— Ausgangstext —
——
Und so besetzt Giorgia Meloni die Direktionen von Museen, Jurys, Festivals und akademischen Instituten mit ihren eigenen Leuten. Ganz oben auf der Liste der Meinungsbildung steht die größte Kulturinstitution des Landes, die öffentlich-rechtliche Rundfunkanstalt RAI mit mehr als einem Dutzend Sender. Dass eine Regierung über die Schaltstellen im Staatsfernsehen entscheidet, ist nicht neu. Melonis Rechtsbündnis ist nicht die erste Regierung, die Personalien an Kunst- und Kulturinstitutionen beeinflusst. Doch geht sie dabei systematisch vor und verwendet Tricks, die ihresgleichen suchen.
——
— Datenauszug —

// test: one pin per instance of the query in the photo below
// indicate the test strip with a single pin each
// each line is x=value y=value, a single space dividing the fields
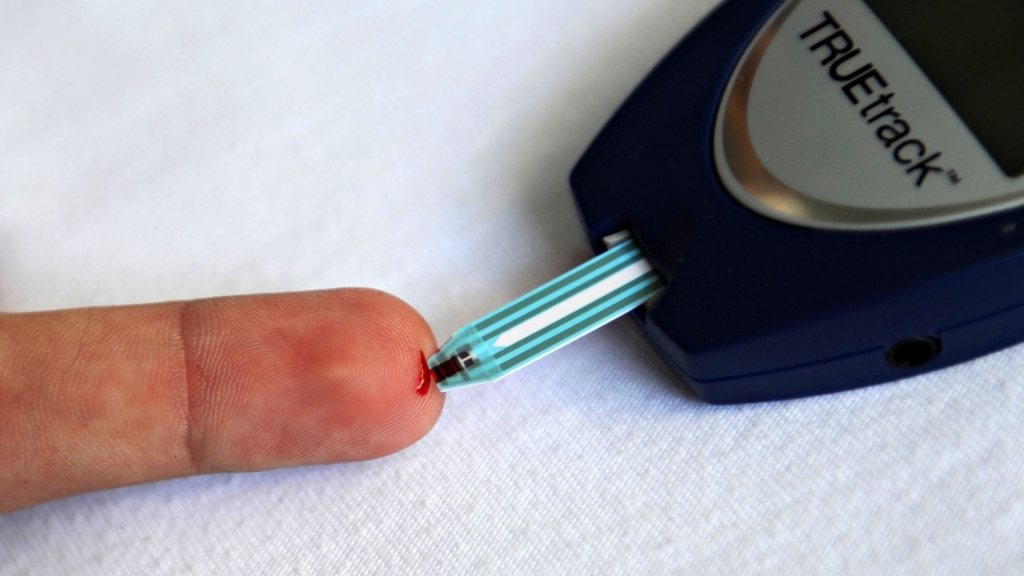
x=550 y=317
——
— Arbeitsauftrag —
Gib den Ausgangstext über Melonis Personalpolitik im Kulturbereich vollständig und wortgetreu wieder.

— Lösung —
Und so besetzt Giorgia Meloni die Direktionen von Museen, Jurys, Festivals und akademischen Instituten mit ihren eigenen Leuten. Ganz oben auf der Liste der Meinungsbildung steht die größte Kulturinstitution des Landes, die öffentlich-rechtliche Rundfunkanstalt RAI mit mehr als einem Dutzend Sender. Dass eine Regierung über die Schaltstellen im Staatsfernsehen entscheidet, ist nicht neu. Melonis Rechtsbündnis ist nicht die erste Regierung, die Personalien an Kunst- und Kulturinstitutionen beeinflusst. Doch geht sie dabei systematisch vor und verwendet Tricks, die ihresgleichen suchen.